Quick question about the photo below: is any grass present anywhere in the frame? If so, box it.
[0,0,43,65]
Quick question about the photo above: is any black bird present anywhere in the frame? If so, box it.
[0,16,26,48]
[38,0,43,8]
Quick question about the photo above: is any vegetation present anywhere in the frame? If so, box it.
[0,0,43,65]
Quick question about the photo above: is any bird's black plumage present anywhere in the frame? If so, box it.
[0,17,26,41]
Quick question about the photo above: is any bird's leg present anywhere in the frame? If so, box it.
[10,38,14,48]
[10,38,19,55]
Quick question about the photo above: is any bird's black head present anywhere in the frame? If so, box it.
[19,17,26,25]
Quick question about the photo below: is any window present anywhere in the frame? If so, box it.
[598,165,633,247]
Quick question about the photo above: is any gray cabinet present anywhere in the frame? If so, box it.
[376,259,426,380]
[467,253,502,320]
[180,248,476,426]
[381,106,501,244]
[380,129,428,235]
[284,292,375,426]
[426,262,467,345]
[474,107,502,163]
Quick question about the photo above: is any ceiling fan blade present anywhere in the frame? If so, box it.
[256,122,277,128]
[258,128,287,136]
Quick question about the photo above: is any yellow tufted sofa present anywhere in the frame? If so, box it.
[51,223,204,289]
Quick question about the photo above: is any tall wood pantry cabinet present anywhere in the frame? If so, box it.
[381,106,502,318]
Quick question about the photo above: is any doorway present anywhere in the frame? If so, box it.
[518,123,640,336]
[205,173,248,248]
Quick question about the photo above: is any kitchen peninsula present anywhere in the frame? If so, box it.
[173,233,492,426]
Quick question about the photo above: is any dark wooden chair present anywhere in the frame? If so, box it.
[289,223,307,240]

----

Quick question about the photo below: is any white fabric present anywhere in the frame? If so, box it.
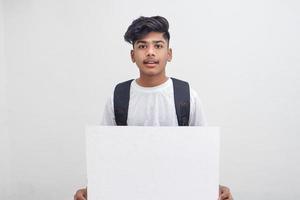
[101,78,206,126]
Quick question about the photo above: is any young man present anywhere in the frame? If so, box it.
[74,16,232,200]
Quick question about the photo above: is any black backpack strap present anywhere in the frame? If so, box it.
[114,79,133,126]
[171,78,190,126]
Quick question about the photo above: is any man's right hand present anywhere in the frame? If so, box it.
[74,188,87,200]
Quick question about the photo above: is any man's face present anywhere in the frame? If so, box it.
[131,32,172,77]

----

GOAL: Find every line in the records above that contains the string "cabinet" and copy each of those lines.

TASK OUTPUT:
Quick question about the photo above: is any gray cabinet present anywhere in the frame? If so, box it.
Quick question about the photo above: is any tall wood pantry cabinet present anywhere in the frame? If so, box it.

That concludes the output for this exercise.